_PROBLEM_
Transcribe the records underneath word for word, and leave no line out.

_STORED DATA_
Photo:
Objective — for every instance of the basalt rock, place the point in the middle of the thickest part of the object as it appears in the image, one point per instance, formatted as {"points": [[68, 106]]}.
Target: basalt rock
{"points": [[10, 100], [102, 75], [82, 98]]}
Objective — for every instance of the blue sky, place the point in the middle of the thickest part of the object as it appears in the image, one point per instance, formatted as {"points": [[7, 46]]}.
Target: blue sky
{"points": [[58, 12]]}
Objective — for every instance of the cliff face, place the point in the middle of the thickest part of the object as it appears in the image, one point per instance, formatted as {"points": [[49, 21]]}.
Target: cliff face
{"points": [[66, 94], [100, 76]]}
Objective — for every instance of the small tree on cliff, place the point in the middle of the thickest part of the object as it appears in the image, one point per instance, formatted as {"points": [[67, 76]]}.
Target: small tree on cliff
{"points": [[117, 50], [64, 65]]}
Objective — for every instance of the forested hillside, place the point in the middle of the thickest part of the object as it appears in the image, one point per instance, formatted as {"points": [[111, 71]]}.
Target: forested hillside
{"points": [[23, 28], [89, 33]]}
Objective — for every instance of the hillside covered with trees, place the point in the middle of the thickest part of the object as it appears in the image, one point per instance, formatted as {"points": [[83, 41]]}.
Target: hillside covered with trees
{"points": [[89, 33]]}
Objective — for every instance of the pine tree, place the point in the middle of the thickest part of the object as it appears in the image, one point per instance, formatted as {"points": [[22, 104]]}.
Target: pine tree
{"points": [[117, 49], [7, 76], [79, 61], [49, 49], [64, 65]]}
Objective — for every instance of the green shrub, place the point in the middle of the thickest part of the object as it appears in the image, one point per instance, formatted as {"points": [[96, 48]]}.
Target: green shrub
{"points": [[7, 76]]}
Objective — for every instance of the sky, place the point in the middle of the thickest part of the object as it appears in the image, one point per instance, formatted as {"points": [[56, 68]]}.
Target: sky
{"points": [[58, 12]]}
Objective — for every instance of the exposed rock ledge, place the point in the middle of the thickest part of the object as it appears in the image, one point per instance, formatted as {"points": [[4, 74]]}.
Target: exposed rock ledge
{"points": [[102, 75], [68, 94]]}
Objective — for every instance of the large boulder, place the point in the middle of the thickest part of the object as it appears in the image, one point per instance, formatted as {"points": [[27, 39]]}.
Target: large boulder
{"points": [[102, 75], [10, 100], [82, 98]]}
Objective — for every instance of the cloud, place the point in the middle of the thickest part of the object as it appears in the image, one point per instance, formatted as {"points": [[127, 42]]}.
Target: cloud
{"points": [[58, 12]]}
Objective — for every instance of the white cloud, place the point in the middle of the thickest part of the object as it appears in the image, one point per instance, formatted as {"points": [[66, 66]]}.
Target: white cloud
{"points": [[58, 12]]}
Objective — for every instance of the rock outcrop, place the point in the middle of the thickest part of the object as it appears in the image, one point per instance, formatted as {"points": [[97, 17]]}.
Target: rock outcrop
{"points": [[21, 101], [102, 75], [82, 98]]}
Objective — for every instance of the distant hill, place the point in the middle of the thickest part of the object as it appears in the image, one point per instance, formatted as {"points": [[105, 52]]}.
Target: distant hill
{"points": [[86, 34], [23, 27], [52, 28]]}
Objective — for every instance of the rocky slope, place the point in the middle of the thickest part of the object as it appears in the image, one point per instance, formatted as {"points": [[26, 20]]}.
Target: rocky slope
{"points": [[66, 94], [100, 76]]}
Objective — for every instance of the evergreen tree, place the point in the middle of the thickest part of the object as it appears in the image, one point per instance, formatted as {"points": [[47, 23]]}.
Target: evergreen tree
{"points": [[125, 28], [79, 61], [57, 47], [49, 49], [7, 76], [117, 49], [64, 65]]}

_WRITTEN RESPONSE_
Photo:
Objective — for every instance of the basalt rock, place the point in the middle of the thickest part of the object as it appears in the image, one point per instance, formatted as {"points": [[68, 106]]}.
Target: basalt rock
{"points": [[10, 100], [102, 75], [82, 98]]}
Objective — for every instance of the blue sky, place the point in the middle of the thickest part of the object as it appears in the image, one point per instance, formatted as {"points": [[7, 46]]}.
Target: blue sky
{"points": [[58, 12]]}
Objective — for every instance of the cliff face, place the point in the middle of the thickest part of the object as it appears in the image, one point per instance, formatted as {"points": [[49, 21]]}.
Target: cliff face
{"points": [[66, 94], [100, 76]]}
Objective — for every instance of the small tree on cliff, place the point in the middle of the thickest part of the object as it appears in the image, one point per instance, formatted as {"points": [[67, 76]]}.
Target: small tree on cliff
{"points": [[117, 50], [64, 65]]}
Objective — for every instance of the forested hillside, place the point in the middle of the thickest part of the object as it appears in the image, one point per instance, formatted as {"points": [[111, 71]]}.
Target: forested hillside
{"points": [[23, 28], [89, 33]]}
Objective — for every instance of the hillside covered with trees, place the point in the middle of the thickest part of the object as it appears in the image, one point per instance, formatted as {"points": [[83, 41]]}.
Target: hillside covered with trees
{"points": [[89, 33]]}
Objective — for every instance of the pine tree, place the point in the middle of the thickest part of the object as it appears in the image, one point per instance, formatted as {"points": [[22, 104]]}.
Target: pine tree
{"points": [[117, 49], [7, 76], [79, 61], [49, 49], [64, 65]]}
Objective — for every instance of the green shrub, place the point in the middle of the thickest part of the object as it appears in the image, one point per instance, formatted as {"points": [[96, 48]]}.
Target: green shrub
{"points": [[7, 76]]}
Objective — for every instance of the sky, place the point in the middle of the thickest part of the object as it appears in the image, one point per instance, formatted as {"points": [[56, 68]]}.
Target: sky
{"points": [[58, 12]]}
Objective — for every instance of the exposed rock ledge, place the point in the middle of the thickest part of the object as it appears in the image, one point per instance, formatted as {"points": [[4, 74]]}.
Target: exposed rock ledge
{"points": [[102, 75], [68, 94]]}
Objective — for every instance of the large boulder, place the point in the middle of the thickest part of the object as it appears in the image, one point per instance, formatted as {"points": [[27, 39]]}.
Target: large boulder
{"points": [[102, 75], [10, 100], [82, 98]]}
Objective — for every instance of the cloud, place the point in the middle of the thickest part of the object as it appears in the image, one point per instance, formatted as {"points": [[127, 42]]}.
Target: cloud
{"points": [[58, 12]]}
Objective — for every instance of the white cloud, place the point in the middle of the thickest part of the object as it appears in the image, one point per instance, formatted as {"points": [[66, 66]]}.
Target: white cloud
{"points": [[58, 12]]}
Objective — for every instance of the rock outcrop, place the point in the middle of the thickest part of the object as it appears in the image, one point per instance, formatted as {"points": [[97, 17]]}.
Target: rock outcrop
{"points": [[21, 101], [102, 75], [82, 98]]}
Objective — for every instance of the distant hill, place the point in the middle of the thickest part of the object as it appears in the image, one point per instance, formatted as {"points": [[105, 52]]}.
Target: distant hill
{"points": [[86, 34], [23, 27], [52, 28]]}
Objective — for every instance of the rocky slope, place the point in the middle of the thickest part of the object as it appears in the image, one point per instance, formatted as {"points": [[26, 20]]}.
Target: rocky slope
{"points": [[66, 94], [100, 76]]}
Objective — for every instance of the evergreen tree, place the point in the middle of the thickest part of the object as it appears in the image, one point per instance, formatted as {"points": [[47, 23]]}.
Target: evergreen tree
{"points": [[125, 28], [79, 61], [57, 47], [49, 49], [7, 76], [117, 49], [64, 65]]}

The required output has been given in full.